* Start PASSAGE SHOWN *

A mail is an authenticated byte array with an encrypted body and a cleartext envelope. The mail can be up to two gigabytes in size, however, it must at this time fit into memory when loaded all at once. In practice mails will usually be much smaller than that.
Conclave Mail provides a variety of features that are useful when building secure applications.
The encryption key used by the enclave is private to that enclave but stable across restarts and enclave upgrades. This means messages encrypted and delivered by older clients can still be decrypted. The format uses the respected Noise protocol framework (with AES/GCM and SHA-256), which is the same cryptographic framework used by WhatsApp, the Linux kernel WireGuard protocol and I2P.
Mail allows a message to prove it came from the owner of a particular key, as well as being encrypted to a destination public key. Because of this it's easy to encrypt a reply to the sender, although how a public key is mapped to a physical computer is up to the app developer. This capability is useful for another reason: if an enclave has a notion of a user identifiable by public key, mail can be cryptographically authenticated as having come from that user. This avoids the need for complex user login processes: the login process can be handled outside of the enclave, without compromising security. The envelope is protected this way along with the encrypted body.
Mail has unencrypted but authenticated (tamperproof) headers that can be used to link messages together. This allows clients to structure a conversation as if they were using a socket, but also hold multiple conversations simultaneously. This can be used to implement usage tracking, prioritisation, or other tasks not directly relevant to data processing that the host can assist with (despite its untrusted nature). The mail headers contain the following fields:
- A topic. This can be used to distinguish between different streams of mail from the same client. It's a string and can be thought of as equivalent to an email subject. Topics are scoped per-sender and are not global. The client can send multiple streams of related mail by using a different topic for each stream, and it can do this concurrently. The topic is not parsed by Conclave and, to avoid replay attacks, should never be reused for an unrelated set of mail items in the future. A good value might thus contain a random UUID. Topics may be logged and used by your software to route or split mail streams in useful ways.
- The sequence number. Starting from zero, this is incremented by one for every mail delivered on a topic. Conclave will automatically reject messages if this doesn't hold true, thus ensuring to the client that the stream of related mail is received by the enclave in the order they were sent, and that the host is unable to re-order or drop them.
- The envelope. This is a slot that can hold any arbitrary byte array the sender likes. It's a holding zone for app specific data that should be authenticated but unencrypted.

* End PASSAGE SHOWN *
* Start RECORDED INFORMATION *

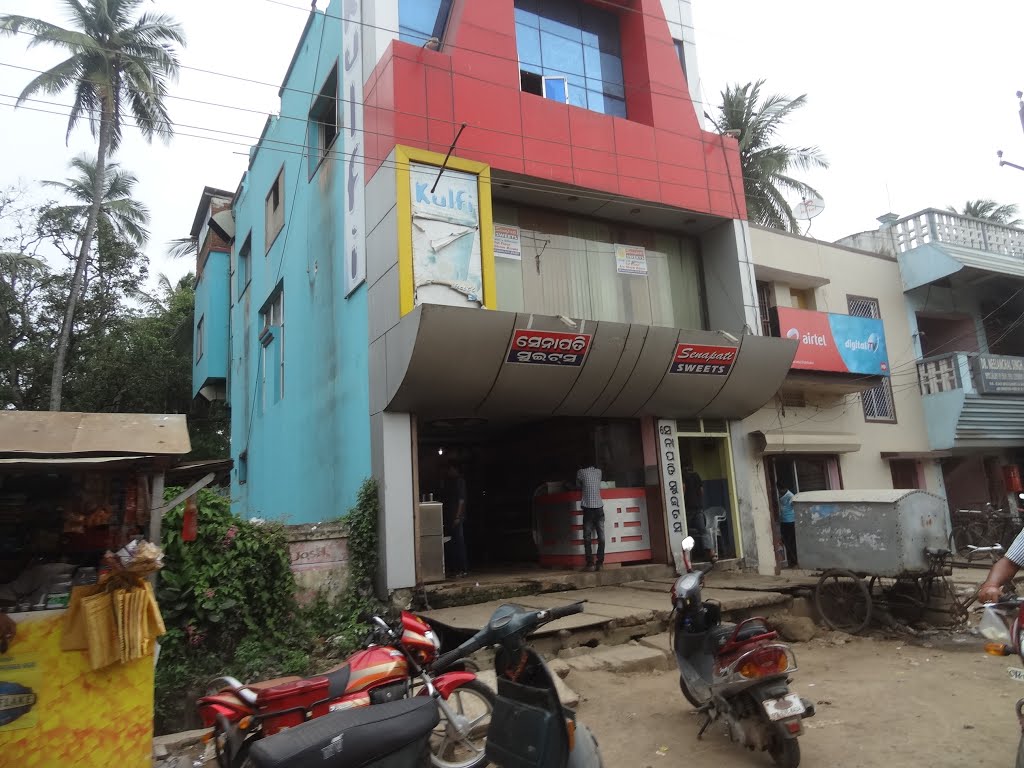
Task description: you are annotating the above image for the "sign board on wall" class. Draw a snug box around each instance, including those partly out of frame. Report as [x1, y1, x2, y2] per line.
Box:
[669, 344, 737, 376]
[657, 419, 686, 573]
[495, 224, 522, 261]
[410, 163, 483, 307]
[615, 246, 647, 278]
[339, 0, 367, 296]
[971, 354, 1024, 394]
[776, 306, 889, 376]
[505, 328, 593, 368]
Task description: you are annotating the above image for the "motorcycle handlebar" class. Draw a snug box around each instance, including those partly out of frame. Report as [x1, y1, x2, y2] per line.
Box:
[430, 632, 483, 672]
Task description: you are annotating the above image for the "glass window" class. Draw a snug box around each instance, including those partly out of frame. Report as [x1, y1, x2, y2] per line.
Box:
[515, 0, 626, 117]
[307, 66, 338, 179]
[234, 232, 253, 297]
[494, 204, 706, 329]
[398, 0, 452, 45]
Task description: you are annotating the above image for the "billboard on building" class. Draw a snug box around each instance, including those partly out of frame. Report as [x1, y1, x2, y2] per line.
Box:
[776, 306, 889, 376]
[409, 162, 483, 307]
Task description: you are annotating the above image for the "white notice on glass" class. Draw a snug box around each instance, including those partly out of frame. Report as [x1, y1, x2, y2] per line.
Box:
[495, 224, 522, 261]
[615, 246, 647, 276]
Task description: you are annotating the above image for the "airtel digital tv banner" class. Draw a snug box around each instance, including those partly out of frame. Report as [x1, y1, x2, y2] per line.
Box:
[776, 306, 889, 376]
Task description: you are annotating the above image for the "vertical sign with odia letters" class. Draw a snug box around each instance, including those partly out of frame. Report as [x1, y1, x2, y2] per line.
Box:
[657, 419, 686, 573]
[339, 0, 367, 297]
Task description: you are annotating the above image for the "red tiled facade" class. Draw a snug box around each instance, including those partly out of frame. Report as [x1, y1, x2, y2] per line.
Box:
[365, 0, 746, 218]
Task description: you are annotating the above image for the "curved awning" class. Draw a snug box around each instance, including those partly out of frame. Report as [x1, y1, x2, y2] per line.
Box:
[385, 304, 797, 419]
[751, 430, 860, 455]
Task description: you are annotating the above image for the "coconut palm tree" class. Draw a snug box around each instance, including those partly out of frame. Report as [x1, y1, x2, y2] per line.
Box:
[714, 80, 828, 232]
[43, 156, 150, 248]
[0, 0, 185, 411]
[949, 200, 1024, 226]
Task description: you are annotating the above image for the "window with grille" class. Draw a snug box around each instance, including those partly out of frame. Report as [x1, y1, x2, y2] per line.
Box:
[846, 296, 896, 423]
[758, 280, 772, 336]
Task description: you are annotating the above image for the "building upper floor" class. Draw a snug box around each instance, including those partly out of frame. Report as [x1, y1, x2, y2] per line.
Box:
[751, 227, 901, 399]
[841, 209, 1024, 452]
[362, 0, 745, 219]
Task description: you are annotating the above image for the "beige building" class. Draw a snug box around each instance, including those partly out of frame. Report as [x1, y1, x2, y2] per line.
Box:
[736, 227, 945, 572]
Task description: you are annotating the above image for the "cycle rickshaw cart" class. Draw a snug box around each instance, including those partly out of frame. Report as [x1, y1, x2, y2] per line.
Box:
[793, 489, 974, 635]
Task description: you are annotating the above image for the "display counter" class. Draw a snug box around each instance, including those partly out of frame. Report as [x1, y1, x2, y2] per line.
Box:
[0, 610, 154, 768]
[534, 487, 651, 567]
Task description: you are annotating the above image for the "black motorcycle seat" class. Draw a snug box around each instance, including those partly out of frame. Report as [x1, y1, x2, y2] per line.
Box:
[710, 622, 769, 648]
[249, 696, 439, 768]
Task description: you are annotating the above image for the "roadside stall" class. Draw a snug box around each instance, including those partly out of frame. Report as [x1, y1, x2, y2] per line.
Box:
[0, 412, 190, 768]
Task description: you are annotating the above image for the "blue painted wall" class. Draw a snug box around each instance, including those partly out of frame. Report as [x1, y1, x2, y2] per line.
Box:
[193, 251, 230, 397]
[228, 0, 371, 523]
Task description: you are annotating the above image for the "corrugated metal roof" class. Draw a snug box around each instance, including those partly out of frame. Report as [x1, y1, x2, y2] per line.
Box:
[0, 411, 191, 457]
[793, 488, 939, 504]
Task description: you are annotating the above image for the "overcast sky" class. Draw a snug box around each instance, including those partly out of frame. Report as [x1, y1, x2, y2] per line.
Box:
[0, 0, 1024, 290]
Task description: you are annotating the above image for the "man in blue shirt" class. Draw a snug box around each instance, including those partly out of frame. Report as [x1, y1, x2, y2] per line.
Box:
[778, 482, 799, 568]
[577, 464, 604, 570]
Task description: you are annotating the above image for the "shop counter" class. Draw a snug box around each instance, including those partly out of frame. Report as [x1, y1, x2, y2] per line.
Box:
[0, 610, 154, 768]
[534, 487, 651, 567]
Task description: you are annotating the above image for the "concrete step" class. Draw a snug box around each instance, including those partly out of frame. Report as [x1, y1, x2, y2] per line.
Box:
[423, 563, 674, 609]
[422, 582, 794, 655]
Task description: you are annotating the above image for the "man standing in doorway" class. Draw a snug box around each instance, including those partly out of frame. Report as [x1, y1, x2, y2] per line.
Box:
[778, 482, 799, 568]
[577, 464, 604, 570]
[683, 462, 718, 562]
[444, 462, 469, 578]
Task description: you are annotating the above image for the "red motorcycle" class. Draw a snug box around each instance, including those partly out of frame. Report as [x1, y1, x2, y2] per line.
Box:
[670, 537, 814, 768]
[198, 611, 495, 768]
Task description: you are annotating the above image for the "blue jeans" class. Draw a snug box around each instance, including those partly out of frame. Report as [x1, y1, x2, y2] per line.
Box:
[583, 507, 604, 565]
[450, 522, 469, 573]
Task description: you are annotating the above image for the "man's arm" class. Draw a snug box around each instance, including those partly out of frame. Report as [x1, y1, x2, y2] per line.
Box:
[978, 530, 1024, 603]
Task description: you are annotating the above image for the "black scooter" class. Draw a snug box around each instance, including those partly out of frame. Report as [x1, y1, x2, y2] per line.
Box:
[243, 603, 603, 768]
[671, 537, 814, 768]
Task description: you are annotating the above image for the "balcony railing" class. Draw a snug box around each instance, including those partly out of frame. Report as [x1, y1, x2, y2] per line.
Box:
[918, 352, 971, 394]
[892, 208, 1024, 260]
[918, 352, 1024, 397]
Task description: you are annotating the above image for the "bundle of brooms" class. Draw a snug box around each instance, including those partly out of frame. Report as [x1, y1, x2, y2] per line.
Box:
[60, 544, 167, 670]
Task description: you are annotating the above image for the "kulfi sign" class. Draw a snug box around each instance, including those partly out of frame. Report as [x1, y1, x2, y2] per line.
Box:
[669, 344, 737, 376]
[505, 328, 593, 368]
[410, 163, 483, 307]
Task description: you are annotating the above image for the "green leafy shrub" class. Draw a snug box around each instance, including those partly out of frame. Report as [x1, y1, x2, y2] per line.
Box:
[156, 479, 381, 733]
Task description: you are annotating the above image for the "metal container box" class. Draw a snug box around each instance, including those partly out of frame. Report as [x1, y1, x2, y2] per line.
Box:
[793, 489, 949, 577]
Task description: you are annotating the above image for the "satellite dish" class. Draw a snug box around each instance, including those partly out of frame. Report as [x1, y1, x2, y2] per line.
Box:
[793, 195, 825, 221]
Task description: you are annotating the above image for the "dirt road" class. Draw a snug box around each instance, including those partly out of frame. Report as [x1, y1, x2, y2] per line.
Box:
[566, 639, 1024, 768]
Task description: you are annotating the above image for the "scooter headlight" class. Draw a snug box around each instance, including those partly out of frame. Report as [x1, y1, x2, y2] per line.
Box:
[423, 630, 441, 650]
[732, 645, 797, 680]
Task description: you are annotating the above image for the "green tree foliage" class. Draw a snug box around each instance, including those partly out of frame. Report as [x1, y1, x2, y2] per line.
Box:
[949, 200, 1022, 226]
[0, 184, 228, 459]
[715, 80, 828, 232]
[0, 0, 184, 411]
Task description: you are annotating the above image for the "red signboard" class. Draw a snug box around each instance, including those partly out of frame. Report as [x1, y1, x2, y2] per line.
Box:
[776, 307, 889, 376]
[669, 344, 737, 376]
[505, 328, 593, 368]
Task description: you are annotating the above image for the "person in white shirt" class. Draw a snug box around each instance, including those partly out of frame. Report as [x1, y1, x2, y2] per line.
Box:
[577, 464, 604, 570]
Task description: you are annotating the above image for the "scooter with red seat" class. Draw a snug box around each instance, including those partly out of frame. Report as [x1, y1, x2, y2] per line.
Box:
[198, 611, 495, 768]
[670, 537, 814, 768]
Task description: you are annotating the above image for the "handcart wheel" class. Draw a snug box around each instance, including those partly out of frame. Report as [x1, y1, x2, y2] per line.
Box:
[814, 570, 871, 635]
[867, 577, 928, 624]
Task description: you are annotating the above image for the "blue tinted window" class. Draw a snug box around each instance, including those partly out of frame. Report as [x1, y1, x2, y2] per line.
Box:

* End RECORDED INFORMATION *

→ DO THIS:
Answer these questions using the Conclave Mail passage.
1. What is the maximum size of a mail?
2. Which cryptographic framework does the mail format use?
3. From what number does the sequence number start?

→ RESULT:
1. Up to two gigabytes.
2. The Noise protocol framework, with AES/GCM and SHA-256.
3. Zero.